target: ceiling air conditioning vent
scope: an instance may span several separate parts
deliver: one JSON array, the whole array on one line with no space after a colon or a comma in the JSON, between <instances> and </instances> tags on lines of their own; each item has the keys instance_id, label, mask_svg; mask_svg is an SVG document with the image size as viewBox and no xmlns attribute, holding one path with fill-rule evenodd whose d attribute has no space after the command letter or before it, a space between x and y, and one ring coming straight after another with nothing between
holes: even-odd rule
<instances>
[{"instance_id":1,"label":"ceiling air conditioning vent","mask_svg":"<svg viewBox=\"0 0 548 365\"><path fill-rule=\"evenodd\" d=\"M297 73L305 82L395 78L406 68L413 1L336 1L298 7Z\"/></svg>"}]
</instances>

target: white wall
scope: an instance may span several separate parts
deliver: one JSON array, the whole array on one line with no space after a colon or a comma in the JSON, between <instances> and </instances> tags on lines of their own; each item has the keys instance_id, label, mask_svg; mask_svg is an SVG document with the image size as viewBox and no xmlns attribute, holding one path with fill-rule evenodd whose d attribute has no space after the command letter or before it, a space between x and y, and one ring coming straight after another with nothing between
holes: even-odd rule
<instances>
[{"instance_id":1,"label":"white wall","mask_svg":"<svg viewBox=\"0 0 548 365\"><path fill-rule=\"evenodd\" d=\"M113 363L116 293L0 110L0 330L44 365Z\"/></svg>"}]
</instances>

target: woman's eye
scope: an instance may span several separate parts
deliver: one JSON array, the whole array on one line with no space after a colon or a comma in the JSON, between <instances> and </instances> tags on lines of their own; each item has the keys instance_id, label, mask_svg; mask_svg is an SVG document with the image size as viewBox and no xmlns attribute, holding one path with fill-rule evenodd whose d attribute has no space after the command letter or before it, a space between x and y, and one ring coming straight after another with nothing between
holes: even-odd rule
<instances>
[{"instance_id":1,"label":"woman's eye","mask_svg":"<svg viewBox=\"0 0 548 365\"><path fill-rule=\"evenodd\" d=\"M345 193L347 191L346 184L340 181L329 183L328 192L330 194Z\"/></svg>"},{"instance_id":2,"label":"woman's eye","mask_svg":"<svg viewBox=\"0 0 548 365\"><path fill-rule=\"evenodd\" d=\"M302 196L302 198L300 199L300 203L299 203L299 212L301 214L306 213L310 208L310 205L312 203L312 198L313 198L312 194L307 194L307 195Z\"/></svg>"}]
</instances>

> _STATED TASK_:
Can you render each line of the material above as a numbered list, leaving out the blank lines?

> _PROBLEM SOLUTION_:
1. target: ceiling air conditioning vent
2. scope: an instance may span several separate parts
3. deliver: one JSON array, the whole array on one line with no space after a colon or a comma in the JSON, between <instances> and </instances> tags on lines of their own; each item has the keys instance_id, label, mask_svg; mask_svg is an SVG document with the image size as viewBox and no xmlns attribute, holding one path with fill-rule evenodd whose d attribute has no space after the command letter or before it, a space between x and y, and one ring coming straight after another with nothing between
4. holes: even-odd rule
5. <instances>
6. [{"instance_id":1,"label":"ceiling air conditioning vent","mask_svg":"<svg viewBox=\"0 0 548 365\"><path fill-rule=\"evenodd\" d=\"M297 73L305 82L395 78L406 68L413 1L336 1L298 7Z\"/></svg>"}]
7. </instances>
8. target: white wall
9. scope: an instance may span several separate parts
10. deliver: one JSON array, the whole array on one line with no space after a colon or a comma in the JSON, between <instances> and </instances> tags on lines of their own; each item has the keys instance_id, label, mask_svg; mask_svg is an SVG document with the image size as viewBox and no xmlns attribute, holding one path with fill-rule evenodd whose d attribute has no space after the command letter or before it, a space between x and y, and one ring coming straight after another with nothing between
11. holes: even-odd rule
12. <instances>
13. [{"instance_id":1,"label":"white wall","mask_svg":"<svg viewBox=\"0 0 548 365\"><path fill-rule=\"evenodd\" d=\"M113 363L116 293L0 110L0 330L44 365Z\"/></svg>"}]
14. </instances>
15. target: woman's eye
16. scope: an instance may span several separate parts
17. deliver: one JSON array, the whole array on one line with no space after a colon or a comma in the JSON, between <instances> and </instances> tags on lines of their own; each item has the keys instance_id, label, mask_svg; mask_svg is an SVG document with the image size as viewBox and no xmlns attribute, holding one path with fill-rule evenodd whose d attribute has no space after the command letter or before it, a space between x and y, and one ring coming straight after another with nothing between
18. holes: even-odd rule
19. <instances>
20. [{"instance_id":1,"label":"woman's eye","mask_svg":"<svg viewBox=\"0 0 548 365\"><path fill-rule=\"evenodd\" d=\"M345 193L347 191L346 184L340 181L329 183L328 192L330 194Z\"/></svg>"},{"instance_id":2,"label":"woman's eye","mask_svg":"<svg viewBox=\"0 0 548 365\"><path fill-rule=\"evenodd\" d=\"M302 196L302 198L300 199L300 203L299 203L299 212L301 214L306 213L310 208L310 205L312 203L312 198L313 198L312 194L307 194L307 195Z\"/></svg>"}]
21. </instances>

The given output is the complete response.